*Passage for review*.
OK, What about Agave?
Agave, for instance, might also have 55% fructose (the same as HFCS), but it’s still 80-90% total sugar; if you’re seeking other health benefits from these natural options, the vitamin or fiber offered is only going to be roughly 10%. You’re going to need to consume a LOT of agave to see any benefits from that 10%, (which is probably a bad idea for other reasons!) Jump to minute 13:00 to hear Zach speak in-depth about these elements in agave and palm sugars.
Blends of Sweeteners
While some of Zach’s favorite sugar substitutes— like Glycosylated enzyme treated Stevia in Japan and Cyclamate in Canada— are not available in the U.S., American companies try to simulate a natural sugar flavor and texture by blending high intensity sweeteners. Zach explains,
“What I’ve found from a food processing standpoint is that generally the more complicated you make them, sometimes the closer you can get,”
If you find that counterintuitive, I’m with you! But after hearing Zach’s endorsement for Diet Mountain Dew, (made with a blend of Aspartame, Acesulfame potassium (ace K), and Sucralose) I’m willing to give him the benefit of the doubt. It does make sense that mixing artificial sweeteners can create a better, more authentic taste and flavor curve.
If you want to blend sweeteners at home, Zach’s advice is to create a partial reduction and not actually replace your sugar; reduce it by approximately half and then add back a high intensity sweetener until you’ve hit your desired level of sweetness. We recently tried mixing sweeteners and thickeners for our Facebook group with some interesting results, so check that out if you haven’t yet.
Tricks & Tips for Using High Intensity Sweeteners
You might use these sweeteners for creating homemade liqueurs, simple syrups, or fruit syrups, but Zach suggests two key thoughts:
- Artificial sweeteners thicken differently, so you may need to add a thickener. (we worked with Xanthum Gum and found it a little bubbly, so you may need to experiment).
- In general, artificial sweeteners have a shorter shelf life and have different challenges than alcohol sugars, according to Zach:
“When you’re adding high intensity sweeteners, you don’t have that sugar in there, so if there’s anything else for microorganisms to feed off of, then they can grow more readily. With sugar alcohols, you can get that concentration up, and also sugar alcohols generally aren’t able to be used as food for organisms.”
The Brix Scale with Non-Caloric Sweeteners
Common in the world of wine and mixology alike, the Brix scale is often used to measure sweetness. (You may be familiar with it also if you’ve ready David Arnold’s book, Liquid Intelligence. Based on sucrose, the Brix scale doesn’t really translate very well to high intensity sweeteners; because we’re looking at such a small amount of the sweetener, it’s just too hard to measure. (Seriously, we could end up with 1/10 to 1/100 of a Brix degree!)
So this is where we have to revisit the idea of relative sweetness instead of relying on Brix. Jump to minute 33:20 to hear Zach explain how adding more high intensity sweetener will relatively get less sweet due to its diminishing return (I’m no food scientist, so I’ll let him explain this process).
Thanks again Zach!
Thank you again to Zach for showing us not to be afraid of using artificial sweeteners, and taking the time to explain the science behind how they work (especially compared to table sugar AKA sucrose.) The next time I put a jar of relish back on the grocery store shelf because it contains high fructose corn syrup, I’m going to think of Zach’s motto:
“I really am a big proponent of sound food science over marketing and fear, so I encourage people to look at their sources and make sure they are getting reputable sources especially when it comes to sweeteners and health.”

*Information given*.

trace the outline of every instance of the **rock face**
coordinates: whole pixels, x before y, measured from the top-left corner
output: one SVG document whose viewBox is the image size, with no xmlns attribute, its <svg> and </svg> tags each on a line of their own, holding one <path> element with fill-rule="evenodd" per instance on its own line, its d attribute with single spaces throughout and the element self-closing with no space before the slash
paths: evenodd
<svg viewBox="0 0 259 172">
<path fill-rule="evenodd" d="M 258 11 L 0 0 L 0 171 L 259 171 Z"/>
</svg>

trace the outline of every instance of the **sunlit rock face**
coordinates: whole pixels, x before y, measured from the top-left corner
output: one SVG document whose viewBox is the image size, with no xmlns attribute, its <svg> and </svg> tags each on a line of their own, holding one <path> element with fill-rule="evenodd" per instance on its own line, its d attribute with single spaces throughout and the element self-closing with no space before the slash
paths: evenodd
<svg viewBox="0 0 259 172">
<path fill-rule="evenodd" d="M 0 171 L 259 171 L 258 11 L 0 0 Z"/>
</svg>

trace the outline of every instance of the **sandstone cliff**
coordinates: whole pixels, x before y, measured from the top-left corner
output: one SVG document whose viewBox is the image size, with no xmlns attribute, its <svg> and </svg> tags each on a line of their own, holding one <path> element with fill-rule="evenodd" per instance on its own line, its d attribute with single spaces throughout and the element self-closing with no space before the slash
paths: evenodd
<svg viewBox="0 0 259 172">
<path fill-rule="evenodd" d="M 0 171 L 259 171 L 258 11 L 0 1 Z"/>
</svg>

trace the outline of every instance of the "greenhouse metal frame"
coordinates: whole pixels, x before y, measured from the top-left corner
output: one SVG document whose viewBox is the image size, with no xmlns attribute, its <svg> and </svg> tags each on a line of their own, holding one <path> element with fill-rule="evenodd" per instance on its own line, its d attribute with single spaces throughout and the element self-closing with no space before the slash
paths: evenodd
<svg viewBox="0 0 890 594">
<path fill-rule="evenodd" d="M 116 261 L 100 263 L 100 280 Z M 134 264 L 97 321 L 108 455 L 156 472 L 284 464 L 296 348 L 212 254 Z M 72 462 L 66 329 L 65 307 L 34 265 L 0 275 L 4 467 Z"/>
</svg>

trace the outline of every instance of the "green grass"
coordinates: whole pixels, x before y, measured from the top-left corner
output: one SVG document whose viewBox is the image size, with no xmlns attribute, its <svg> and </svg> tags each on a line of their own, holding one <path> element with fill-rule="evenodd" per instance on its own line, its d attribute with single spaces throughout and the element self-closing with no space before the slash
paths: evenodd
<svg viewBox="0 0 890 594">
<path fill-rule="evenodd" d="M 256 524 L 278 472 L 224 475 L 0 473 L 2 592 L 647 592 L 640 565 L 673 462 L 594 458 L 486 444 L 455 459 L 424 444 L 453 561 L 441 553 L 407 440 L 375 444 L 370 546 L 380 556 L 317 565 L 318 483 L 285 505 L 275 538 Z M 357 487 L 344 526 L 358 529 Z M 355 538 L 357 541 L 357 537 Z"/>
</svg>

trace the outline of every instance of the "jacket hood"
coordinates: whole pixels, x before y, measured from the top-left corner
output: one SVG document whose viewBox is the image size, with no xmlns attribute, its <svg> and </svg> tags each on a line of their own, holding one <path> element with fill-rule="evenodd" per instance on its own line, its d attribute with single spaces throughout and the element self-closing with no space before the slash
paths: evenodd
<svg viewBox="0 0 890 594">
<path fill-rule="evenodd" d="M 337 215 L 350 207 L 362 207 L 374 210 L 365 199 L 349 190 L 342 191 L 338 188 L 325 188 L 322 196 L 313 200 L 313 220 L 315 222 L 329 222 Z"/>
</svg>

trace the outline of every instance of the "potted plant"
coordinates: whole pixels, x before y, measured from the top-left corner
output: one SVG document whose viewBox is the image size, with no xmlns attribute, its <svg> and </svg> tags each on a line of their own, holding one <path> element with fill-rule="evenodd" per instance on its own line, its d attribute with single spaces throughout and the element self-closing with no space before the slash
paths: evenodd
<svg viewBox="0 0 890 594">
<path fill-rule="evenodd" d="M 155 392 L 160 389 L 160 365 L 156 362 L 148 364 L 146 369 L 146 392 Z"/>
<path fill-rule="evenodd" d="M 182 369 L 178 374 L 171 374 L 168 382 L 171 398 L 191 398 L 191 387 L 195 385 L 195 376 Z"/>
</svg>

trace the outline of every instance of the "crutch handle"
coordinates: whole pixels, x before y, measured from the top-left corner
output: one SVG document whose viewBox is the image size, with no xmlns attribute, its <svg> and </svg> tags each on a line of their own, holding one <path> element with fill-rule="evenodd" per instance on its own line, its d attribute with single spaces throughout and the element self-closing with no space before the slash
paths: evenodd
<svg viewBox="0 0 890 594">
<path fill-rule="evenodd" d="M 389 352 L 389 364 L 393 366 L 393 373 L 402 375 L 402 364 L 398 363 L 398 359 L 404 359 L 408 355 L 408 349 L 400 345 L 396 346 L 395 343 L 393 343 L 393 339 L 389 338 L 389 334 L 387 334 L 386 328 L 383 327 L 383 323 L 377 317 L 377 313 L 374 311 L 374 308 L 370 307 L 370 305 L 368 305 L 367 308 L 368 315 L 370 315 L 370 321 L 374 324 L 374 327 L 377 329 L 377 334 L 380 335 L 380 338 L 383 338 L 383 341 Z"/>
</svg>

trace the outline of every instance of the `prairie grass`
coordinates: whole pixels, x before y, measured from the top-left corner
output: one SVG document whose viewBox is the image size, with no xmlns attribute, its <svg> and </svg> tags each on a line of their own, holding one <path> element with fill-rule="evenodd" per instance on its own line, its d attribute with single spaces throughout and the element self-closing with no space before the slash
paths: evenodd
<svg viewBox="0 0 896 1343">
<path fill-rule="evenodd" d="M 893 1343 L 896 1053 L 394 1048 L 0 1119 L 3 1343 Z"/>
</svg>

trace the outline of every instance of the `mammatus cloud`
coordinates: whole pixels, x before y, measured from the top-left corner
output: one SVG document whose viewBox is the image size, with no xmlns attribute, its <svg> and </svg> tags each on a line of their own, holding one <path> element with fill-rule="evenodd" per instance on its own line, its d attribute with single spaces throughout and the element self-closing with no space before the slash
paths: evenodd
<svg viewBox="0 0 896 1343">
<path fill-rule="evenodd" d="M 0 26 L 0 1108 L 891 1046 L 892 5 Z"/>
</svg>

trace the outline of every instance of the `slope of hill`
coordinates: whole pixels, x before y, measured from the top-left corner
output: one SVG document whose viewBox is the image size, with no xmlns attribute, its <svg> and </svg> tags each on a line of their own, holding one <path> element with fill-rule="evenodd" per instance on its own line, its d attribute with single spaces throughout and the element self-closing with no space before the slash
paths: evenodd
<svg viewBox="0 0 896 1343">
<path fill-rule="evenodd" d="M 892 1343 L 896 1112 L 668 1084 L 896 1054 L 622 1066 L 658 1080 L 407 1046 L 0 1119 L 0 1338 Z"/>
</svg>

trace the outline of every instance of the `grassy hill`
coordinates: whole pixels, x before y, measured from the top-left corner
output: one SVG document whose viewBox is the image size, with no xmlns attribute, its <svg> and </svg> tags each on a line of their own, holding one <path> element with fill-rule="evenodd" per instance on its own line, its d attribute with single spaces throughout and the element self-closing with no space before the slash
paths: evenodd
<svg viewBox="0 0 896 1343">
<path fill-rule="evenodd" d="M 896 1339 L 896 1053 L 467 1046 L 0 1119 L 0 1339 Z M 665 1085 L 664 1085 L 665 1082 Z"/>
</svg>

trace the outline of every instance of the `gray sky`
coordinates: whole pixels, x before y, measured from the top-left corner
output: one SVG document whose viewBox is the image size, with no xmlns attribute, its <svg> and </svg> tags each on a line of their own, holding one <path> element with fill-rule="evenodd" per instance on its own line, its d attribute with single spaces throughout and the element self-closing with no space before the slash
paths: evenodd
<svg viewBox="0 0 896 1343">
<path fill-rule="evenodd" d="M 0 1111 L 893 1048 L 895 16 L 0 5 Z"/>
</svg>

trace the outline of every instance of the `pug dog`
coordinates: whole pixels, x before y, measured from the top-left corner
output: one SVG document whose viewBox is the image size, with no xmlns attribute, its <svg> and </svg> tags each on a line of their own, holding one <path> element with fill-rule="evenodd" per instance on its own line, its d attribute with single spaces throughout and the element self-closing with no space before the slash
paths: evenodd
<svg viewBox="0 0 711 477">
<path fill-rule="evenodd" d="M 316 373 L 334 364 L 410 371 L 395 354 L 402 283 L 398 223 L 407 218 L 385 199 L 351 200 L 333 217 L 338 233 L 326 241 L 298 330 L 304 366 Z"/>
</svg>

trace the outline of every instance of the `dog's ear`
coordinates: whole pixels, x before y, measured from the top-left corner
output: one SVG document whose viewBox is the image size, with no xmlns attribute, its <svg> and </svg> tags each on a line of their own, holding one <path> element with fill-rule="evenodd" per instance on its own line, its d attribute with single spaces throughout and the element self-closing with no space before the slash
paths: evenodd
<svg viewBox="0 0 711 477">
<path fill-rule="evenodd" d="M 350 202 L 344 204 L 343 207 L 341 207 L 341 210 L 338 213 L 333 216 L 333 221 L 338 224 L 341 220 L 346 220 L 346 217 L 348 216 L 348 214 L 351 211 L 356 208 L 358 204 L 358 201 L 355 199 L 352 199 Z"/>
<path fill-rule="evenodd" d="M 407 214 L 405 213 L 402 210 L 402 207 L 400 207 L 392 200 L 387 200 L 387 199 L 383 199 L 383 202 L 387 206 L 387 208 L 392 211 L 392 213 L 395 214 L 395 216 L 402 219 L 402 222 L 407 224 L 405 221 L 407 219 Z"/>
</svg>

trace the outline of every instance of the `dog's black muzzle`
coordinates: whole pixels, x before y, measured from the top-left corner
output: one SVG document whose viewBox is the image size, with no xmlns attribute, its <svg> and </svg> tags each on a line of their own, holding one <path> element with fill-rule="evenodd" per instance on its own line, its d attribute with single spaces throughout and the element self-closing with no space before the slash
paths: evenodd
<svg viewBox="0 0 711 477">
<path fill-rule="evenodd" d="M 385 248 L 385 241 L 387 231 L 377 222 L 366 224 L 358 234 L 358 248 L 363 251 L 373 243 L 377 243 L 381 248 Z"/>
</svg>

*What is expected*.
Reproduce the sweetener article from "The Brix Scale with" up to and including "a Brix degree!)". The records have no connection to the text.

*Response to this task*.
The Brix Scale with Non-Caloric Sweeteners
Common in the world of wine and mixology alike, the Brix scale is often used to measure sweetness. (You may be familiar with it also if you’ve ready David Arnold’s book, Liquid Intelligence. Based on sucrose, the Brix scale doesn’t really translate very well to high intensity sweeteners; because we’re looking at such a small amount of the sweetener, it’s just too hard to measure. (Seriously, we could end up with 1/10 to 1/100 of a Brix degree!)